## start INPUT ROWS

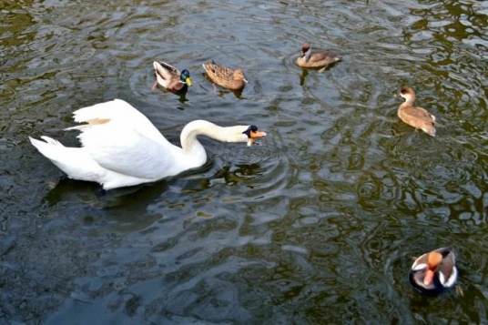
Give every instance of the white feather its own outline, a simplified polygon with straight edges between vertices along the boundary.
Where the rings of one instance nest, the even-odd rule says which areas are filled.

## end INPUT ROWS
## start INPUT ROWS

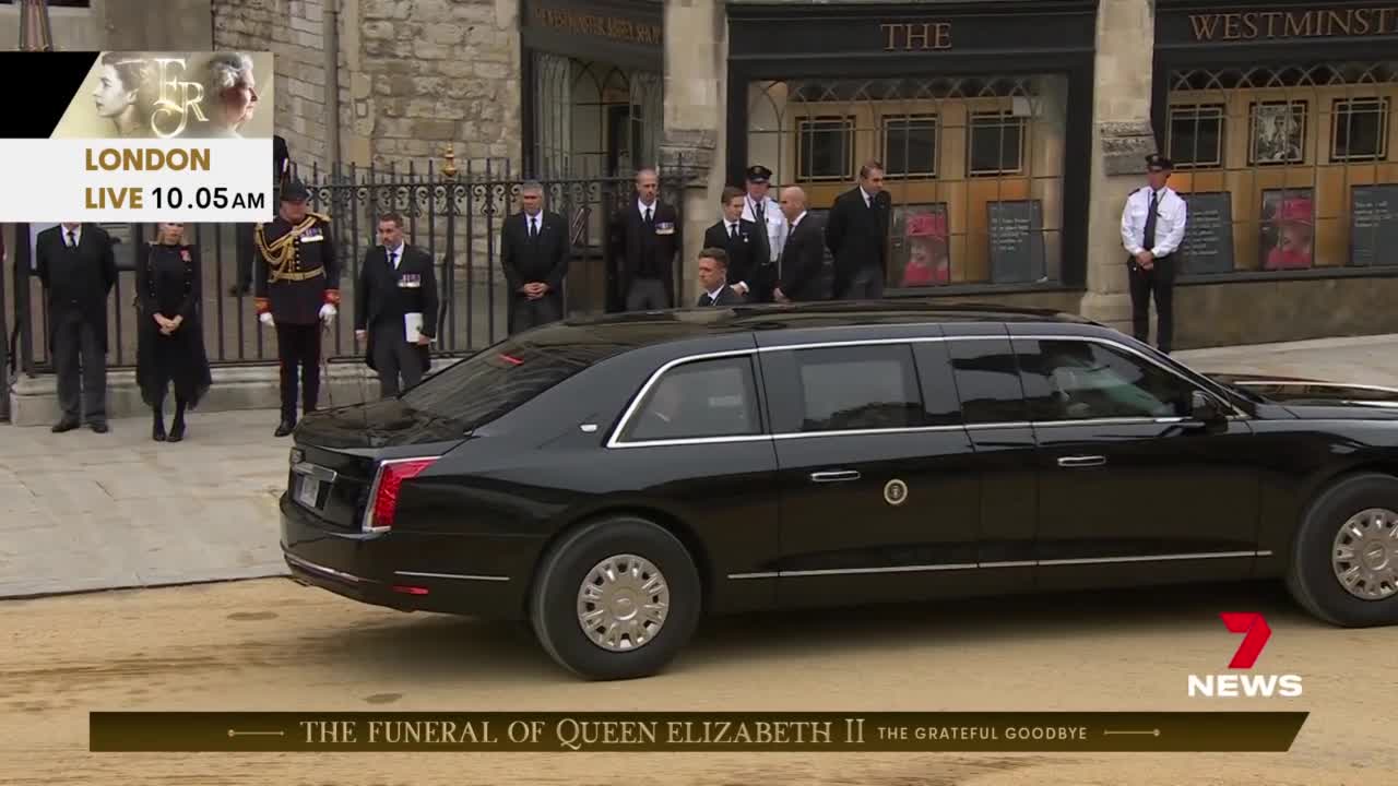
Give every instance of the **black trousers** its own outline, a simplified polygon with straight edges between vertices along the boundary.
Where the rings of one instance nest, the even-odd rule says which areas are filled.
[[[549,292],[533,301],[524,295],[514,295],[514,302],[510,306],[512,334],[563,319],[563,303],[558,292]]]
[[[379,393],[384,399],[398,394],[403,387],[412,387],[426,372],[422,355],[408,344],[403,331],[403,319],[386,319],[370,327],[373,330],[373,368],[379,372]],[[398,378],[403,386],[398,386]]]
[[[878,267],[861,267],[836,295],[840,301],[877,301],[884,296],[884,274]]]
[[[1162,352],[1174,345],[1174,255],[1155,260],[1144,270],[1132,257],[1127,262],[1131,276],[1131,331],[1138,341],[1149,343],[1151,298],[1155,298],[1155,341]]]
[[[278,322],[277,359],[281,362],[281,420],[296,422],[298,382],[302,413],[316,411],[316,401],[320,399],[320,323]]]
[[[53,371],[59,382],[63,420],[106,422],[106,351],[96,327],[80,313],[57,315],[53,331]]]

## end INPUT ROWS

- WHAT TO WORK ON: List each line in the entries above that contains the word "outline".

- RESPONSE TO THIS TASK:
Give every instance of the white feather its own outline, a simplified polygon with straight edges between vertices along the boundary.
Give every instance of the **black trousers** its own outline, a simplified polygon with straight edges between vertices along the boundary.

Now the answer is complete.